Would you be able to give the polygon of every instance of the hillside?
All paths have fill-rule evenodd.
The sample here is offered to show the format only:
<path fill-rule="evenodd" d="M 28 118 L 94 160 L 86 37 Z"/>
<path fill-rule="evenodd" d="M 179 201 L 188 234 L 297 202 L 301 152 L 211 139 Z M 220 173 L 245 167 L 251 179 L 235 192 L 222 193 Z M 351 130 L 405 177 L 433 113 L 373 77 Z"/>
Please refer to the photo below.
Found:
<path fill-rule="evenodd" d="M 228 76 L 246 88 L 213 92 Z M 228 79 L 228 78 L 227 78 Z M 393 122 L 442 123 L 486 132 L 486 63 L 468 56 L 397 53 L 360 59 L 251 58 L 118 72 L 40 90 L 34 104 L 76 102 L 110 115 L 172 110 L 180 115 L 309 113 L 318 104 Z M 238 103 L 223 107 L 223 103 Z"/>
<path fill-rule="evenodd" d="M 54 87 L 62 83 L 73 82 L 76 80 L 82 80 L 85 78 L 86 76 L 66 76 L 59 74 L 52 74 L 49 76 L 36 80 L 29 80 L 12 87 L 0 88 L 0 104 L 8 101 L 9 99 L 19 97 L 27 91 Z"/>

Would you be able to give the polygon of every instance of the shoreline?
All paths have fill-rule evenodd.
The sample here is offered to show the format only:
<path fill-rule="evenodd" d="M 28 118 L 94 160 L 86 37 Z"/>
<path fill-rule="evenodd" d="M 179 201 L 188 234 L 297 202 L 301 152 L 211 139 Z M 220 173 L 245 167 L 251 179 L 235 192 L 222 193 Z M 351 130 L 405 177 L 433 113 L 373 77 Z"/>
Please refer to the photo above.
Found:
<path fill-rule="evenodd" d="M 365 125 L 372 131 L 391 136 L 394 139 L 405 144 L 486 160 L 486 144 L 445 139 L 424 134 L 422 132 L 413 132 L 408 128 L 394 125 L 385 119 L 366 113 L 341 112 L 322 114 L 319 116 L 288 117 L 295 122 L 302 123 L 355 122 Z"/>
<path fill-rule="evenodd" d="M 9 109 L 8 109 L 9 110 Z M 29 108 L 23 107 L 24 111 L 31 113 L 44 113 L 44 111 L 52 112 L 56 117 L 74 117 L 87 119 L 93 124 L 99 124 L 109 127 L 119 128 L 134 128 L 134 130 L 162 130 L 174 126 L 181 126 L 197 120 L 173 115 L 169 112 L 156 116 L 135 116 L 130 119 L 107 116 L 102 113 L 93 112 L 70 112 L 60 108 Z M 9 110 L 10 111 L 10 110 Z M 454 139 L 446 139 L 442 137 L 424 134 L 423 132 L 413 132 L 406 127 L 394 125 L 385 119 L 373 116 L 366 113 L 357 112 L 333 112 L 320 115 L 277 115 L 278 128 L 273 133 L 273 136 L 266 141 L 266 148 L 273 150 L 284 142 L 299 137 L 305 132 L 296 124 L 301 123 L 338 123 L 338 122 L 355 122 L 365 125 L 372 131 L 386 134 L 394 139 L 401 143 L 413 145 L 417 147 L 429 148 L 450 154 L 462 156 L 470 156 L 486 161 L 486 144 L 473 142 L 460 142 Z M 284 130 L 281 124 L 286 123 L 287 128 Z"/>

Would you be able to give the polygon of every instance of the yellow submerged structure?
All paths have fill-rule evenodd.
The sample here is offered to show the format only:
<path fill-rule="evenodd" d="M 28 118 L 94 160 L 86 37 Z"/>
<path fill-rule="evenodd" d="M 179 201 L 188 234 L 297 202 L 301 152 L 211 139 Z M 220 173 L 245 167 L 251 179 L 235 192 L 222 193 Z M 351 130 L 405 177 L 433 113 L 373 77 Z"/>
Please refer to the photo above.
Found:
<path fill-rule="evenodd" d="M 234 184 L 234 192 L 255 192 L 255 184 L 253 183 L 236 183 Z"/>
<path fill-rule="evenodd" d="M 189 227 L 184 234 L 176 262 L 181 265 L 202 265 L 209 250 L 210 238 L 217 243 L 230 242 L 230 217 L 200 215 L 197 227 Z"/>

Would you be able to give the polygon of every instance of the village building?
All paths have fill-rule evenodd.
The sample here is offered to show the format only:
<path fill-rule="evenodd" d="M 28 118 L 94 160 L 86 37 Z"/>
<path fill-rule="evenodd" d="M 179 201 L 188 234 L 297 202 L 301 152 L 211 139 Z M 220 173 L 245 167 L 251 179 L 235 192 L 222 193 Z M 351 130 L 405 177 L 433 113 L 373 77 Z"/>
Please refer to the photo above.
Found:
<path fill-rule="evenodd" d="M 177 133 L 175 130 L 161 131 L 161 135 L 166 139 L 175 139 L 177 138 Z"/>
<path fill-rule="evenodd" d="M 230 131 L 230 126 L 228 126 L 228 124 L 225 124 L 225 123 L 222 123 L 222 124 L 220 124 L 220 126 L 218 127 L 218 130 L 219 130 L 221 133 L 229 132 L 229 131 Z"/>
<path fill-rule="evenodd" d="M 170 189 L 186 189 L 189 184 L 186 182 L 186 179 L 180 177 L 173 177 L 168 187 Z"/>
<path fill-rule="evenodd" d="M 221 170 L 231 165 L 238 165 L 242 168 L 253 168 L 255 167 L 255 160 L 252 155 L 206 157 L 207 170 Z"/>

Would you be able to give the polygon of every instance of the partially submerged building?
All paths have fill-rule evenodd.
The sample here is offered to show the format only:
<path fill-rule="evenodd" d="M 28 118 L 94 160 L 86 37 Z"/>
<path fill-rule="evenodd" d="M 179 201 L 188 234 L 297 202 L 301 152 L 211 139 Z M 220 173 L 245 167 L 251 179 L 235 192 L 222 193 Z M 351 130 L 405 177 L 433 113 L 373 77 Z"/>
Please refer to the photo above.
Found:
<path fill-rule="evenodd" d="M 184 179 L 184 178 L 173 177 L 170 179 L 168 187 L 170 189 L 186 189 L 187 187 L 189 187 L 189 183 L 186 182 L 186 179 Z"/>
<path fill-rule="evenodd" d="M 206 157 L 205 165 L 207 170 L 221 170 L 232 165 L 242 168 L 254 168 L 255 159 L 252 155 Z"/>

■ ■ ■ ■ ■ ■ ■

- PROBLEM DETAILS -
Repeat the entire listing above, from its first line through its last, without changing a single character.

- ANSWER FOR THE TASK -
Would you be able to give the polygon of every instance of the hillside?
All paths have fill-rule evenodd.
The sample here is offered to show the format only:
<path fill-rule="evenodd" d="M 28 118 L 94 160 L 86 37 Z"/>
<path fill-rule="evenodd" d="M 179 201 L 188 234 L 297 202 L 301 152 L 211 139 Z M 220 173 L 245 167 L 251 179 L 235 192 L 222 193 Z M 351 130 L 405 177 L 433 113 L 373 77 Z"/>
Please refer to the photo below.
Found:
<path fill-rule="evenodd" d="M 228 76 L 246 88 L 213 92 Z M 228 79 L 228 78 L 227 78 Z M 393 122 L 442 123 L 486 132 L 486 63 L 468 56 L 397 53 L 360 59 L 251 58 L 118 72 L 40 90 L 34 104 L 76 102 L 110 115 L 172 110 L 180 115 L 309 113 L 318 104 Z M 238 103 L 223 107 L 223 103 Z"/>
<path fill-rule="evenodd" d="M 54 87 L 62 83 L 73 82 L 76 80 L 82 80 L 85 78 L 86 76 L 66 76 L 59 74 L 52 74 L 49 76 L 36 80 L 29 80 L 12 87 L 0 88 L 0 104 L 8 101 L 9 99 L 19 97 L 27 91 Z"/>

Would you be able to give the polygon of every instance of the shoreline?
All paths have fill-rule evenodd.
The sample here is offered to show the format only:
<path fill-rule="evenodd" d="M 28 118 L 94 160 L 86 37 Z"/>
<path fill-rule="evenodd" d="M 179 201 L 188 234 L 297 202 L 301 152 L 211 139 Z M 220 173 L 245 167 L 251 179 L 235 192 L 222 193 Z M 351 130 L 405 177 L 433 113 L 373 77 Z"/>
Please refer to the photo above.
Found:
<path fill-rule="evenodd" d="M 365 125 L 372 131 L 391 136 L 394 139 L 405 144 L 486 160 L 486 144 L 445 139 L 424 134 L 422 132 L 413 132 L 408 128 L 394 125 L 385 119 L 366 113 L 341 112 L 322 114 L 319 116 L 288 117 L 295 122 L 302 123 L 355 122 Z"/>
<path fill-rule="evenodd" d="M 9 109 L 8 109 L 9 110 Z M 29 108 L 23 107 L 24 111 L 31 113 L 44 113 L 44 111 L 52 112 L 56 117 L 74 117 L 87 119 L 93 124 L 99 124 L 109 127 L 119 128 L 134 128 L 134 130 L 162 130 L 174 126 L 181 126 L 197 120 L 173 115 L 169 112 L 156 116 L 135 116 L 130 119 L 107 116 L 102 113 L 93 112 L 70 112 L 60 108 Z M 9 110 L 10 111 L 10 110 Z M 454 139 L 446 139 L 442 137 L 424 134 L 423 132 L 413 132 L 406 127 L 394 125 L 385 119 L 373 116 L 366 113 L 357 112 L 333 112 L 320 115 L 277 115 L 278 128 L 273 133 L 273 136 L 266 141 L 266 148 L 273 150 L 284 142 L 299 137 L 305 132 L 296 124 L 301 123 L 338 123 L 338 122 L 355 122 L 365 125 L 372 131 L 386 134 L 394 139 L 401 143 L 413 145 L 417 147 L 429 148 L 450 154 L 462 156 L 470 156 L 486 161 L 486 144 L 473 142 L 460 142 Z M 284 130 L 281 124 L 286 123 L 287 128 Z"/>

Would you be able to give the polygon of every instance of the yellow submerged structure?
All paths have fill-rule evenodd.
The sample here is offered to show the format only:
<path fill-rule="evenodd" d="M 28 118 L 94 160 L 86 37 Z"/>
<path fill-rule="evenodd" d="M 179 201 L 188 234 L 297 202 L 301 152 L 211 139 Z M 220 173 L 245 167 L 251 179 L 235 192 L 222 193 Z M 351 130 L 405 177 L 433 113 L 373 77 Z"/>
Please refer to the photo above.
Found:
<path fill-rule="evenodd" d="M 234 184 L 234 192 L 255 192 L 255 184 L 253 183 L 236 183 Z"/>
<path fill-rule="evenodd" d="M 189 227 L 184 234 L 176 262 L 181 265 L 202 265 L 209 250 L 210 238 L 217 243 L 230 242 L 230 217 L 200 215 L 197 227 Z"/>

Would you be able to give the polygon of every instance of the village building?
All paths have fill-rule evenodd.
The sample here is offered to show the format only:
<path fill-rule="evenodd" d="M 28 118 L 94 160 L 86 37 Z"/>
<path fill-rule="evenodd" d="M 179 201 L 188 234 L 297 202 L 301 152 L 211 139 Z M 220 173 L 245 167 L 251 179 L 235 192 L 222 193 Z M 351 130 L 405 177 L 433 113 L 373 77 Z"/>
Please refer to the photo above.
Found:
<path fill-rule="evenodd" d="M 177 133 L 175 130 L 161 131 L 161 135 L 166 139 L 175 139 L 177 138 Z"/>
<path fill-rule="evenodd" d="M 230 131 L 230 126 L 228 126 L 228 124 L 225 124 L 225 123 L 222 123 L 222 124 L 220 124 L 220 126 L 218 127 L 218 130 L 219 130 L 221 133 L 229 132 L 229 131 Z"/>
<path fill-rule="evenodd" d="M 170 189 L 186 189 L 189 184 L 186 182 L 186 179 L 180 177 L 173 177 L 168 187 Z"/>
<path fill-rule="evenodd" d="M 221 170 L 231 165 L 238 165 L 242 168 L 253 168 L 255 167 L 255 160 L 252 155 L 206 157 L 207 170 Z"/>

Would you be able to give the polygon of every instance of the partially submerged building?
All paths have fill-rule evenodd.
The sample here is offered to show the format only:
<path fill-rule="evenodd" d="M 28 118 L 94 160 L 86 37 Z"/>
<path fill-rule="evenodd" d="M 179 201 L 188 234 L 297 202 L 301 152 L 211 139 Z M 220 173 L 245 167 L 251 179 L 235 192 L 222 193 Z M 351 130 L 405 177 L 433 113 L 373 77 Z"/>
Please refer to the photo above.
Found:
<path fill-rule="evenodd" d="M 184 179 L 184 178 L 173 177 L 170 179 L 168 187 L 170 189 L 186 189 L 187 187 L 189 187 L 189 183 L 186 182 L 186 179 Z"/>
<path fill-rule="evenodd" d="M 206 157 L 205 165 L 207 170 L 221 170 L 232 165 L 242 168 L 254 168 L 255 159 L 252 155 Z"/>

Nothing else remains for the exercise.